#### Selected passage
────────────────

# Forum > Gaming > Roleplaying Games > D&D 5e/Next >  Conditions: how many is too many?

## stoutstien

Title mostly says it's all. Just fielding the question of the number of different conditions different folks are comfortable dealing with.

----------


## Unoriginal

> Title mostly says it's all. Just fielding the question of the number of different conditions different folks are comfortable dealing with.


I mean so long as the list is easy to read, there is a reason for each condition's existence, and the distinctions between each is meaningful, why would there be a specific limit to the number of conditions?

----------


## Yakk

I think it depends.  If true, one thing, if false, another.  /s

----------


## stoutstien

> I mean so long as the list is easy to read, there is a reason for each condition's existence, and the distinctions between each is meaningful, why would there be a specific limit to the number of conditions?


Speed/ease of play mostly. Like 5e has ~15(off the top of my head I could probably name and get close enough to the rules for game play to flow) and PF2 has over 30 and without them in front of me I'd have no chance to even use the correct one let alone get them correct.

----------


## Amnestic

Having to refer to a cheat sheet to know exactly what a condition does is fine. Ultimately a keyword condition is there to unify mechanics, themes ("this subclass focuses on *Freezing* creatures"), and save on rewriting the same thing over and over again across spells/abilities.

There'll always be some conditions (eg. grappled, prone) that crop up more than others (eg. petrified), so you'll naturally expect to 'learn' the common ones while having to double check the less common ones.

----------


## stoutstien

> Having to refer to a cheat sheet to know exactly what a condition does is fine. Ultimately a keyword condition is there to unify mechanics, themes ("this subclass focuses on *Freezing* creatures"), and save on rewriting the same thing over and over again across spells/abilities.
> 
> There'll always be some conditions (eg. grappled, prone) that crop up more than others (eg. petrified), so you'll naturally expect to 'learn' the common ones while having to double check the less common ones.


That's my general goal. Instead of having 25 different forms of similar effects they all just reference back to one condition or condition chain. I was just worried that it could get to the point it wouldn't actually speed play up.

For example ray of frost would just need to say ...on hit it takes X damage and is slowed(10) until start of your next turn.

----------


## NichG

If you have a lot, you need to have some way to abstract them or group them so mechanics can reference them without explicitly listing them.

My general design aesthetic is that the core set of conditions should come about in numerous different ways, have similarly many ways to resolve them, and be impactful but narrow in their impact - each condition highlighting some aspect or mechanical conceit of the system. You don't need more than one or two conditions that make a character unplayable for the duration of the condition. But if you can have a hundred conditions that each make someone need to play that character differently, and differently from each-other, then that's more justified, as well as conditions whose application to someone else changes the way that others would want to play.

General list: things that prevent all or some actions (use sparingly, few of these), things that loosely constrain chosen actions (also use sparingly but you can have more of them - 'must obey an order', 'must move towards this creature', etc things), things that change the costs or side-effects of certain actions (you could have a lot of these), things that change defenses or ability to ignore or mitigate things (you could have a lot of these, bonus points if they can be produced from environmental opportunities rather than being locked to specific spells/class features), things that alter the way underlying mechanics work like changing how reach behaves or which stats contribute to which things (you can have a lot but these should be individually pretty uncommon, used to indicate really weird things), etc.

────────────────

#### Extracted material
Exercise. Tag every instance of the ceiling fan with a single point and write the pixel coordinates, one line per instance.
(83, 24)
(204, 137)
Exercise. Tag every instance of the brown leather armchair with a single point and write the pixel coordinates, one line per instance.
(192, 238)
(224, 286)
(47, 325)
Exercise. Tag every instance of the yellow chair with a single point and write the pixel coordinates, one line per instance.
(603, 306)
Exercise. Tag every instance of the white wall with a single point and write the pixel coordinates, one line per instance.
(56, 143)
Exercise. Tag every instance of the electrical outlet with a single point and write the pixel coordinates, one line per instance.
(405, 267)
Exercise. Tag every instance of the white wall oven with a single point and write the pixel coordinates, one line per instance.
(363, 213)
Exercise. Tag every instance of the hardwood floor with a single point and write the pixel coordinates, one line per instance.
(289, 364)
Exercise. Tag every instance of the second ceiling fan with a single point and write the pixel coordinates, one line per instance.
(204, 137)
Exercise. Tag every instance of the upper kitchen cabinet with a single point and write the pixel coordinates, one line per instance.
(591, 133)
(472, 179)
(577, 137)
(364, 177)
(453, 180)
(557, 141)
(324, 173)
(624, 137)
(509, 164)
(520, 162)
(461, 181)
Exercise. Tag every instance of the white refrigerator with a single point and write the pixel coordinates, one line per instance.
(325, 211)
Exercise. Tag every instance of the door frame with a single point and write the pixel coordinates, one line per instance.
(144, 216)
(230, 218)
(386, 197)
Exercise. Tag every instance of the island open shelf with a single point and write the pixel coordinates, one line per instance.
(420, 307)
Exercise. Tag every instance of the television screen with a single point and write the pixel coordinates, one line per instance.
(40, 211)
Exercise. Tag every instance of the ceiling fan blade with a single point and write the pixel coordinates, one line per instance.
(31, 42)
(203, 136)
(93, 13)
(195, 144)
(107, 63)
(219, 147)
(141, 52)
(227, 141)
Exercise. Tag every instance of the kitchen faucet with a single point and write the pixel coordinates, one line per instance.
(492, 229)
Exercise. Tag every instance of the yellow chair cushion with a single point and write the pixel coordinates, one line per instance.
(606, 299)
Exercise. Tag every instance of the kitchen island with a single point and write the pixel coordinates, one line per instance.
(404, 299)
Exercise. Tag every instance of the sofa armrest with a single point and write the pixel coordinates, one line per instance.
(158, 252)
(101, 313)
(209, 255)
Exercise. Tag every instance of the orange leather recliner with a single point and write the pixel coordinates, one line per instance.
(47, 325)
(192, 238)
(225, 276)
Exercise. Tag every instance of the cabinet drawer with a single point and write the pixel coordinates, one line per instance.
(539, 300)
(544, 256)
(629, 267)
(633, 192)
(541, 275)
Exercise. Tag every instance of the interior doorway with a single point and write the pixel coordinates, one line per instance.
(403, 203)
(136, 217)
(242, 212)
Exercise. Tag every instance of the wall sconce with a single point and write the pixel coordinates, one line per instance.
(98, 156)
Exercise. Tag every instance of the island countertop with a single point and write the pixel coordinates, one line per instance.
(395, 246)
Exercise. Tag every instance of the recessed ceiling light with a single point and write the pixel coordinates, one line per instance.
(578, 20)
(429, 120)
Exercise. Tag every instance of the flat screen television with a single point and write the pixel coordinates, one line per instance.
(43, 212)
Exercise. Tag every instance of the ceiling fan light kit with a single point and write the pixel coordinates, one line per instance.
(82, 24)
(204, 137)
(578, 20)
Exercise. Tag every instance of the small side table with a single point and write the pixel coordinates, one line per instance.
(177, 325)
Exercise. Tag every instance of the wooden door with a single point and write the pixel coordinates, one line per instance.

────────────────

#### Task set
1. In the forum thread on conditions, how many conditions does PF2 have according to stoutstien?
2. In the forum thread on conditions, reproduce the passage between "For example ray" and "explicitly listing them.", inclusive, changing "ray of frost" to "chill touch".

#### Answer list
1. Over 30.

2.
For example chill touch would just need to say ...on hit it takes X damage and is slowed(10) until start of your next turn.

----------


## NichG

If you have a lot, you need to have some way to abstract them or group them so mechanics can reference them without explicitly listing them.